> [Provided data]
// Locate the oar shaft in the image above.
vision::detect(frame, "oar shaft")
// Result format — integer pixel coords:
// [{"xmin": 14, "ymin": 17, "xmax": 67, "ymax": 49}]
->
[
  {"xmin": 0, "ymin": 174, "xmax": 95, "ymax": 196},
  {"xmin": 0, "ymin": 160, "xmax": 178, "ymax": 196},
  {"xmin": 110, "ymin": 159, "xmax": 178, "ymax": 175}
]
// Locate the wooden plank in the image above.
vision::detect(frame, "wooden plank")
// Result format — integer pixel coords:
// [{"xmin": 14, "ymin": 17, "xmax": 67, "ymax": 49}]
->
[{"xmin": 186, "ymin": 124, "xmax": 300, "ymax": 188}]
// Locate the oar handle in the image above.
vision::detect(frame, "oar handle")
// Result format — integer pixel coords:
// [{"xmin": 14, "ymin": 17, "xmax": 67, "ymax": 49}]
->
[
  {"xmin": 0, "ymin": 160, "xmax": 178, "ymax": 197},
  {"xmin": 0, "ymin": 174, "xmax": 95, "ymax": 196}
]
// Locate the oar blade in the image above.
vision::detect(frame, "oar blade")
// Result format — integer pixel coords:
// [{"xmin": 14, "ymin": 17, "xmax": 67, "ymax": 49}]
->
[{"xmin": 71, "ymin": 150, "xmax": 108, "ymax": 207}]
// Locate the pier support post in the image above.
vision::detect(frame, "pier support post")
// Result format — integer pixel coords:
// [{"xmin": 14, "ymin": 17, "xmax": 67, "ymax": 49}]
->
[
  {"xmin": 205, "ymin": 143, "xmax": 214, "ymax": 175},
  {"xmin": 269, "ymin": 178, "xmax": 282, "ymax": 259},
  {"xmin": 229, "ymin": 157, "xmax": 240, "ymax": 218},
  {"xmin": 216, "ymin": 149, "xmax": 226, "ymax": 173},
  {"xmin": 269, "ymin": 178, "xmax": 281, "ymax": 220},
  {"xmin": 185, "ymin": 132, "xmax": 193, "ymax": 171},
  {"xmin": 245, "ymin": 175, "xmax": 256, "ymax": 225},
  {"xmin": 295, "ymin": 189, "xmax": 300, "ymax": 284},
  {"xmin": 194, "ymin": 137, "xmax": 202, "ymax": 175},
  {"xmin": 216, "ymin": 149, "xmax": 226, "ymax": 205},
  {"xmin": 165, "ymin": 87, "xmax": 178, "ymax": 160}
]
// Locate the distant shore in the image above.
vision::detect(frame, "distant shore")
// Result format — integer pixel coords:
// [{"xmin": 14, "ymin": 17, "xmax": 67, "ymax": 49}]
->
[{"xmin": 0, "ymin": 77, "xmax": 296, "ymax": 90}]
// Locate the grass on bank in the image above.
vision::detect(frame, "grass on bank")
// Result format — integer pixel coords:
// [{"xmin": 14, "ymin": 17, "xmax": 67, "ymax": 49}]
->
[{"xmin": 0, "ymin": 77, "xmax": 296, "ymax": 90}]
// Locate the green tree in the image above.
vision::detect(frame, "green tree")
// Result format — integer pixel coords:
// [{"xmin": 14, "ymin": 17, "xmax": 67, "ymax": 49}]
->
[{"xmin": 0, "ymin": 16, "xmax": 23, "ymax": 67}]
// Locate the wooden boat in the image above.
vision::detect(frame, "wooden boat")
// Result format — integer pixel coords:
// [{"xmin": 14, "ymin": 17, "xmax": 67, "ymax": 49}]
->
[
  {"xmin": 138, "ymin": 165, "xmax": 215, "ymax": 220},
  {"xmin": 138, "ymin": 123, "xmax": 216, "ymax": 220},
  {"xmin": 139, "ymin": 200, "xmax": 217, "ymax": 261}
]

> [Requirements]
Can you repeat all the records above, substituting "Find" for each "Locate" and leaving everything else unchanged?

> [Solution]
// Find the oar shaft in the image above.
vision::detect(frame, "oar shaft")
// Result format — integer pixel coords:
// [{"xmin": 14, "ymin": 17, "xmax": 67, "ymax": 49}]
->
[
  {"xmin": 0, "ymin": 174, "xmax": 95, "ymax": 196},
  {"xmin": 0, "ymin": 160, "xmax": 178, "ymax": 196},
  {"xmin": 110, "ymin": 159, "xmax": 178, "ymax": 175}
]
// Find the wooden plank in the image above.
vision::detect(frame, "wooden plank")
// Result format — integer pixel coords:
// [{"xmin": 14, "ymin": 17, "xmax": 67, "ymax": 49}]
->
[{"xmin": 186, "ymin": 124, "xmax": 300, "ymax": 188}]
// Find the oar handle in the image above.
vision::detect(frame, "oar handle")
// Result format — integer pixel coords:
// [{"xmin": 14, "ymin": 17, "xmax": 67, "ymax": 49}]
->
[
  {"xmin": 0, "ymin": 160, "xmax": 178, "ymax": 197},
  {"xmin": 0, "ymin": 174, "xmax": 95, "ymax": 196}
]
// Find the oar blade in the image above.
vision::detect(frame, "oar blade")
// Result format — integer pixel coords:
// [{"xmin": 14, "ymin": 17, "xmax": 67, "ymax": 49}]
->
[{"xmin": 71, "ymin": 150, "xmax": 108, "ymax": 207}]
// Find the pier support post in the image above.
vision::detect(frame, "pier support post")
// Result format — integer pixel coords:
// [{"xmin": 14, "ymin": 17, "xmax": 67, "ymax": 49}]
->
[
  {"xmin": 205, "ymin": 143, "xmax": 214, "ymax": 175},
  {"xmin": 269, "ymin": 178, "xmax": 282, "ymax": 259},
  {"xmin": 229, "ymin": 157, "xmax": 240, "ymax": 218},
  {"xmin": 216, "ymin": 149, "xmax": 226, "ymax": 173},
  {"xmin": 269, "ymin": 178, "xmax": 281, "ymax": 220},
  {"xmin": 185, "ymin": 132, "xmax": 193, "ymax": 171},
  {"xmin": 245, "ymin": 175, "xmax": 256, "ymax": 225},
  {"xmin": 295, "ymin": 189, "xmax": 300, "ymax": 284},
  {"xmin": 194, "ymin": 137, "xmax": 202, "ymax": 175},
  {"xmin": 216, "ymin": 149, "xmax": 226, "ymax": 205},
  {"xmin": 165, "ymin": 87, "xmax": 178, "ymax": 160}
]
// Find the distant shore in the image above.
vision::detect(frame, "distant shore")
// Result format — integer pixel coords:
// [{"xmin": 14, "ymin": 17, "xmax": 67, "ymax": 49}]
->
[{"xmin": 0, "ymin": 77, "xmax": 296, "ymax": 90}]
// Find the grass on bank in the image above.
vision::detect(frame, "grass on bank")
// Result format — integer pixel coords:
// [{"xmin": 14, "ymin": 17, "xmax": 67, "ymax": 49}]
->
[{"xmin": 0, "ymin": 77, "xmax": 296, "ymax": 90}]
// Find the green tree in the image above.
vision::detect(frame, "green tree")
// Result format — integer pixel coords:
// [{"xmin": 14, "ymin": 17, "xmax": 67, "ymax": 49}]
->
[{"xmin": 0, "ymin": 16, "xmax": 23, "ymax": 67}]
// Find the wooden boat in the image above.
vision::detect(frame, "wooden boat")
// Result format — integer pixel coords:
// [{"xmin": 14, "ymin": 17, "xmax": 67, "ymax": 49}]
->
[
  {"xmin": 138, "ymin": 165, "xmax": 215, "ymax": 220},
  {"xmin": 138, "ymin": 123, "xmax": 216, "ymax": 220},
  {"xmin": 139, "ymin": 200, "xmax": 217, "ymax": 261}
]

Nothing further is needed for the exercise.